[GIVEN DATA]:
⟨

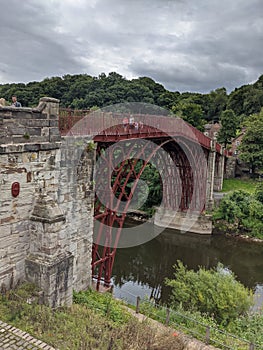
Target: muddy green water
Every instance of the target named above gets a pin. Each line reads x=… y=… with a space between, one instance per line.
x=140 y=270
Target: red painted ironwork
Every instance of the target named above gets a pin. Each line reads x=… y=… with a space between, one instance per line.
x=15 y=189
x=109 y=127
x=185 y=187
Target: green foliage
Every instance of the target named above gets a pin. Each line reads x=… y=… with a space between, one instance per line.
x=103 y=304
x=191 y=112
x=251 y=148
x=249 y=327
x=215 y=292
x=243 y=210
x=247 y=185
x=229 y=122
x=259 y=192
x=82 y=326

⟩

[THE PROBLEM]: Output each record above word for word, leaving out images.

[WRITTEN SOLUTION]:
Target: muddy green water
Every instance of the target named above gets a pin. Each line reads x=… y=… with a space between, one instance per line.
x=140 y=270
Target: red painted ironwork
Every instance of the target named above gets a pin. Each line reads x=… y=… with a space between, one instance per line.
x=15 y=189
x=109 y=127
x=185 y=187
Target: green foliage
Every instance of the target named above gets a pin. Each line reads x=… y=… with a space between, one instance per line.
x=103 y=304
x=191 y=112
x=251 y=148
x=249 y=327
x=215 y=292
x=243 y=210
x=247 y=185
x=229 y=122
x=259 y=192
x=82 y=326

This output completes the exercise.